TRY IT ▸ Print back each record unchanged, without pictures.

SUPPLIED MATERIAL ▸
_ _ _ _ _
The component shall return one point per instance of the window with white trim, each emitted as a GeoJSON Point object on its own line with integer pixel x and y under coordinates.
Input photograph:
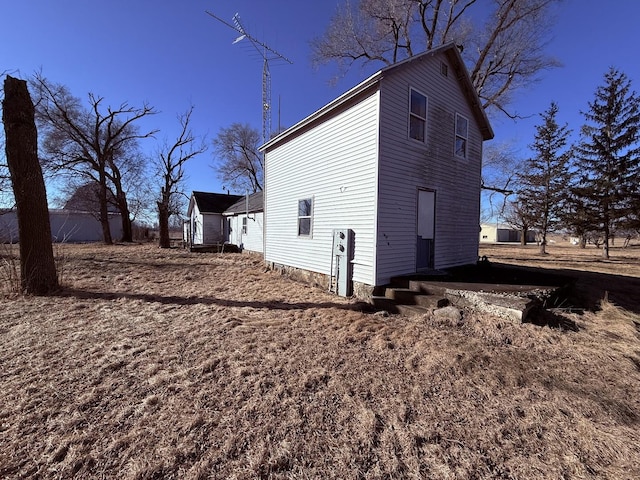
{"type": "Point", "coordinates": [305, 215]}
{"type": "Point", "coordinates": [417, 115]}
{"type": "Point", "coordinates": [462, 135]}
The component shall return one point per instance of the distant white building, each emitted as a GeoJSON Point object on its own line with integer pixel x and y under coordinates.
{"type": "Point", "coordinates": [245, 223]}
{"type": "Point", "coordinates": [206, 225]}
{"type": "Point", "coordinates": [500, 233]}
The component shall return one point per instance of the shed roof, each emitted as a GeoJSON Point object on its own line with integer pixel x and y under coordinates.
_ _ _ _ _
SOLUTION TO THIS EXERCISE ▸
The component shall return one point per instance of the window with white trim, each emitted as a GeoJSON Point object on its own line with integer pixel x and y under coordinates.
Input photograph:
{"type": "Point", "coordinates": [305, 215]}
{"type": "Point", "coordinates": [417, 115]}
{"type": "Point", "coordinates": [462, 135]}
The component shall return one point per instance of the distant white building, each emitted as a GeoJSON Point object on its own line with integer pixel x and y under coordinates.
{"type": "Point", "coordinates": [245, 223]}
{"type": "Point", "coordinates": [206, 225]}
{"type": "Point", "coordinates": [500, 233]}
The component shall return one point per instance of the shed roof, each emitted as a GeoJSON Point object on its own line with integer pixel x and y under coordinates.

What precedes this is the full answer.